Profil penggagas ini tumbuh dalam interaksi kelompok, menyadari pentingnya meningkatkan kekuatan individu melalui kelompok, menghargai sumber daya manusia, melakukan pelatihan, dan meningkatkan efektivitas fungsi organisasi. Dengan demikian setiap tahap kegiatannya teroganisasi dengan baik.
Dari uraian di atas, seperti dijelaskan Jeff DeGraff dan Khaterine dapat dikembangkan ihtisar ringkas profil kreativitas individu sebagai berikut:
  • Imajinatif (imagine) mementingkan pencapain tujuan inovasi dan pertumbuhan. Karakter : generalis, senang bereksplorasi, menyukai perubahan, dan menyukai keragaman.
  • Penanam Modal (Invest) mementingkan kecepatan dan keuntungan. Karakter : berorientasi pada kinerja, mengandalkan daya pikir, disiplin, dan menyukai tantangan.
  • Pembaharu (improve) mementingkan kualitas dan optimalisasi. Karakter sistematik, menyukai teknik, praktis, dan memiliki perhatian terhadap proses.

--

*Petunjuk*:
(1) Tulis ulang teks tentang profil kreativitas, mulai dari "Dari uraian di" terus sampai "dan menyukai keragaman.", dengan mengganti "senang bereksplorasi" menjadi "gemar menjelajah".
(2) Sambung teks tentang profil kreativitas individu, dimulai setelah kalimat terakhirnya.

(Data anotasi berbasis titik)
--

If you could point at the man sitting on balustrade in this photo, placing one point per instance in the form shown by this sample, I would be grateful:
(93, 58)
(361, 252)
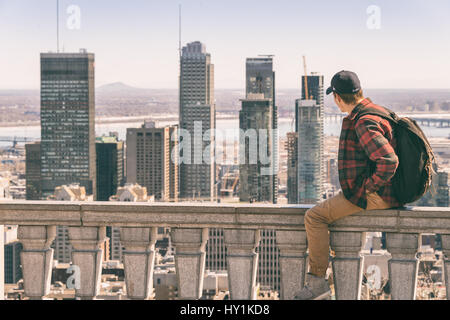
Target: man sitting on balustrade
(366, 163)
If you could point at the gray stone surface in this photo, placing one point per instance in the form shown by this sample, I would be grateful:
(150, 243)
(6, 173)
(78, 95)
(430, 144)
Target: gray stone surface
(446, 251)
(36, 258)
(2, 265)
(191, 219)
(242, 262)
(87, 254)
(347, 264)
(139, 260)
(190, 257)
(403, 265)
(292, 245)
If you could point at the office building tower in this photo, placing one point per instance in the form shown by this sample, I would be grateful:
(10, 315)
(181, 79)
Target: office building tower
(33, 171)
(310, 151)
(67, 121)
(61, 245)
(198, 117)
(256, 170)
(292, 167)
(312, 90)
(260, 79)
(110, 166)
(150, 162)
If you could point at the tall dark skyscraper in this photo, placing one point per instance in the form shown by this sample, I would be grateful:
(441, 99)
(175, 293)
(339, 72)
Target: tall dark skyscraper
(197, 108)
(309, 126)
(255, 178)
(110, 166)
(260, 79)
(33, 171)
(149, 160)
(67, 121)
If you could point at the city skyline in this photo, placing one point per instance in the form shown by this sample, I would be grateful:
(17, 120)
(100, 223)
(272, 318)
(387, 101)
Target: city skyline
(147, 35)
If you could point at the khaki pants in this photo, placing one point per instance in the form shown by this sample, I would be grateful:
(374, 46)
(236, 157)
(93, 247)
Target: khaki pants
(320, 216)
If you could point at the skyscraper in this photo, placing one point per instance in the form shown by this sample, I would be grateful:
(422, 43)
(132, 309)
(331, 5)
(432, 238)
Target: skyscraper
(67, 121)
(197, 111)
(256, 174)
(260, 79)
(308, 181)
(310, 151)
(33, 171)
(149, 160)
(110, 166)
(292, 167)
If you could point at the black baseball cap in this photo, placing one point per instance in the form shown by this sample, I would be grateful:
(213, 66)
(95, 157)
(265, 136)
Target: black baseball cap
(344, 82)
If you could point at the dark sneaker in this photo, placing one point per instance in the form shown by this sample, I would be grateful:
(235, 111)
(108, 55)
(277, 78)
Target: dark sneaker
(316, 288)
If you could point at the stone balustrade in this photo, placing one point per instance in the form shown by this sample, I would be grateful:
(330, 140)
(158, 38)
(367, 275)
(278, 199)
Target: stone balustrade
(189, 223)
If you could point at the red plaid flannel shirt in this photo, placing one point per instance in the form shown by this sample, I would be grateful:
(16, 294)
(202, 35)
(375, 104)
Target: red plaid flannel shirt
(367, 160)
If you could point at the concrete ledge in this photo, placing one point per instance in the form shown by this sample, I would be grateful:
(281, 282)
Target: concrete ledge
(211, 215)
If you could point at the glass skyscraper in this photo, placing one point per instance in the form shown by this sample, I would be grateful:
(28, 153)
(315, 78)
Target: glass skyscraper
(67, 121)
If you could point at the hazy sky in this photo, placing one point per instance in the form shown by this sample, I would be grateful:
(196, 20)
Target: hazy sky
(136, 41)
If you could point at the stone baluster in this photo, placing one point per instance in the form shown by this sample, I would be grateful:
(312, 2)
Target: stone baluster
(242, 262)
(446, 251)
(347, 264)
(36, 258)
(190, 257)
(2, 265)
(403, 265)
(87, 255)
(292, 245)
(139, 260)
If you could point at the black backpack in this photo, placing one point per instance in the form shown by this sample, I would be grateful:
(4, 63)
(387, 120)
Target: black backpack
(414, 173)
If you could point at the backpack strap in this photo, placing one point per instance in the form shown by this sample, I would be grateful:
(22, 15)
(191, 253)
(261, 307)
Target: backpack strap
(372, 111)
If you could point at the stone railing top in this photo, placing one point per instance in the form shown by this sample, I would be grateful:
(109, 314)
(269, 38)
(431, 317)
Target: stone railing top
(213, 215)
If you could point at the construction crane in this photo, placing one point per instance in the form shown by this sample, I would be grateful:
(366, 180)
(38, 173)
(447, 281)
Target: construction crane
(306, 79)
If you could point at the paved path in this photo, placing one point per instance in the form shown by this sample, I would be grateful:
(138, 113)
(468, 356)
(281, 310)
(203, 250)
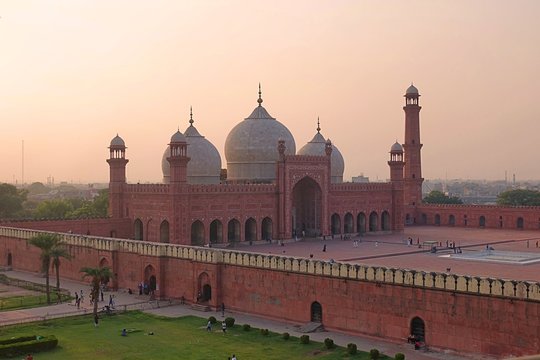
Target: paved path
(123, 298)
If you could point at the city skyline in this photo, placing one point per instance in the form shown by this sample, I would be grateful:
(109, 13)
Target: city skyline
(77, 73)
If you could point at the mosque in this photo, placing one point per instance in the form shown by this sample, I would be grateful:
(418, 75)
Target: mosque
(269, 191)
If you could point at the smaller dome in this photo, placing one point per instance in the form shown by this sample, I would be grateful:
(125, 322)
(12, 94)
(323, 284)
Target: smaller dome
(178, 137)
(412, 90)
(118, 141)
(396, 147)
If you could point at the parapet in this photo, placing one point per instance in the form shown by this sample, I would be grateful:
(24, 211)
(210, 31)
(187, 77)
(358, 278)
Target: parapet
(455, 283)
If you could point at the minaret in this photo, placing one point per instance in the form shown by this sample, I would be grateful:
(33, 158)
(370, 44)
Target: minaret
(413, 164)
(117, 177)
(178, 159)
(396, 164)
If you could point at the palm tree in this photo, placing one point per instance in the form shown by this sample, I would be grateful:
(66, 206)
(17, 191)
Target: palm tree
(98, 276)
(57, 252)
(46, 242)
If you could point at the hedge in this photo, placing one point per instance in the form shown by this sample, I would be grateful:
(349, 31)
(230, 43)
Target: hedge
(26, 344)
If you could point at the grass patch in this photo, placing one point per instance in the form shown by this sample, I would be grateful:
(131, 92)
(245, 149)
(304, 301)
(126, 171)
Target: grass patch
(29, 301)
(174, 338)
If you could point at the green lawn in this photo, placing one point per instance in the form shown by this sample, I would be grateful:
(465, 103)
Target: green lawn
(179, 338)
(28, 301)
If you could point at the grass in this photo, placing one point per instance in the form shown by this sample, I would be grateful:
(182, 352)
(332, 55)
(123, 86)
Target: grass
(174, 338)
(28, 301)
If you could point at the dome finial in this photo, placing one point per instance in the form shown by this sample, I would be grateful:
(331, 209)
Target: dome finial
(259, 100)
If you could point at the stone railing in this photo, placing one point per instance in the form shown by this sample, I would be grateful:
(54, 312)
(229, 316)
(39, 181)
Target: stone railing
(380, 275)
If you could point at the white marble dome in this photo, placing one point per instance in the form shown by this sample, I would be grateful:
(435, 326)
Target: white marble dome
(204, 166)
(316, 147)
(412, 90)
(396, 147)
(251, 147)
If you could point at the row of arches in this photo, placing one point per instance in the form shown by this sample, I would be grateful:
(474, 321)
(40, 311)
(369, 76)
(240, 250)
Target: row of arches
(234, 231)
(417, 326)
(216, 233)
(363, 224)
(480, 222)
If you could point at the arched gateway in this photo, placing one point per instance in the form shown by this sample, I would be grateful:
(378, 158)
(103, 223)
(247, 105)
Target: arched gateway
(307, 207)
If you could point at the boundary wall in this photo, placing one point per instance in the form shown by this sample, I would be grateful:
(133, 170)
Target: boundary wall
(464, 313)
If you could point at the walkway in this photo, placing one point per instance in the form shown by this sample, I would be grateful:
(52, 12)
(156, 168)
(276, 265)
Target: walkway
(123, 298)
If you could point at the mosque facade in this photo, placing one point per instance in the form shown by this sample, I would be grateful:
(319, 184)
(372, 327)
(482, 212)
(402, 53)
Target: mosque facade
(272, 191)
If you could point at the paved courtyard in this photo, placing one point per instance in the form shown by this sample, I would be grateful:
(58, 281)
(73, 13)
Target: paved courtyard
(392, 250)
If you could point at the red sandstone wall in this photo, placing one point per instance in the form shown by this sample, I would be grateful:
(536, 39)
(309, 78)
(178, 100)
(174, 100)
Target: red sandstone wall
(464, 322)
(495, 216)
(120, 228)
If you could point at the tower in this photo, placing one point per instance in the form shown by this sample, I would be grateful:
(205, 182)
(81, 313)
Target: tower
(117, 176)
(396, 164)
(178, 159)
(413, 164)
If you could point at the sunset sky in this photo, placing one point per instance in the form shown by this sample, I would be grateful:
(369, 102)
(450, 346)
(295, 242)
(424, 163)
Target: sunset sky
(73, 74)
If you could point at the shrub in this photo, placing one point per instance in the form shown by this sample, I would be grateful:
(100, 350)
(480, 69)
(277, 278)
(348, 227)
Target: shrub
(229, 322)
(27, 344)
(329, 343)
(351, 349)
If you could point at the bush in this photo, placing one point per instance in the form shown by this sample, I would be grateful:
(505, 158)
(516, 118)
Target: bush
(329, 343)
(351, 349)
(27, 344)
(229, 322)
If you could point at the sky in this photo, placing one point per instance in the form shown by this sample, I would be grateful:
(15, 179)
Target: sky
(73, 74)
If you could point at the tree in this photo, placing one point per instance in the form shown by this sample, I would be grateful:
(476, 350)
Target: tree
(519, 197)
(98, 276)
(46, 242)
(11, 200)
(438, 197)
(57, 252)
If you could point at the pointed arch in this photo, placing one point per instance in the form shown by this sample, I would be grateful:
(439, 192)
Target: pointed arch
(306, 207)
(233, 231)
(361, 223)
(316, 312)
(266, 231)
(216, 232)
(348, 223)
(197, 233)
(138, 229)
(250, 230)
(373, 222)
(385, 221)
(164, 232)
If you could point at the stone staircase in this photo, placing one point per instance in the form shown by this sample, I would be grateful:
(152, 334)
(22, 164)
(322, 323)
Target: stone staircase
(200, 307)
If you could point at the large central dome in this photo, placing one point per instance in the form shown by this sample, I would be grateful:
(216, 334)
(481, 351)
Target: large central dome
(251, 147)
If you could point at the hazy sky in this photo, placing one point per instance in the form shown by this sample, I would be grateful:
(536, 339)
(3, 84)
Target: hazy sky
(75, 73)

--

*Jawaban*:
(1)
Dari uraian di atas, seperti dijelaskan Jeff DeGraff dan Khaterine dapat dikembangkan ihtisar ringkas profil kreativitas individu sebagai berikut:
  • Imajinatif (imagine) mementingkan pencapain tujuan inovasi dan pertumbuhan. Karakter : generalis, gemar menjelajah, menyukai perubahan, dan menyukai keragaman.

(2)
  • Penggagas (Incubate) mementingkan peran minat dan kelapangan ide-ide. Karakter: menyukai curah ide, berorientasi pada kekuatan komunikasi, bersifat komunikatif dan menyukai belajar.
Disain Kreatif dalam Perencanaan Belajar
Pembelajaran kreatif yang membuat siswa mengembangkan kreativitasnya. Itu berarti bahwa bahwa pembelajaran kreatif itu membuat siswa aktif membangkitkan kreativitasnya sendiri.
Mengembangkan kreativitas siswa dalam pembelajaran berarti mengembangkan kompetensi memenuhi standar proses atau produk belajar yang selalu terbarukan.  Di sini diperlukan strategi agar siswa mampu menghasilkan gagasan yang baru, cara baru, disain baru, model baru atau sesuatu yang lebih baik daripada yang sudah ada sebelumnya.
Segala sesuatu yang baru itu muncul dengan pemicu, di antaranya, karena tumbuh dari  informasi yang baru, penemuan baru, teknologi baru, strategi belajar yang baru yang lebih variatif, sistem kolaborasi dan kompetisi yang baru, eksplorasi  ke wilayah sumber informasi baru, menjelajah forum komunikasi baru, mengembangkan stategi penilaian yang baru yang lebih variatif.
Yang lebih penting dari itu adalah melaksanakan perencanaan belajar dalam implementasi belajar kegiatan sebagai proses kreatif dan menetapkan target mutu produk belajar sebagai produk kreatif yang inovatif.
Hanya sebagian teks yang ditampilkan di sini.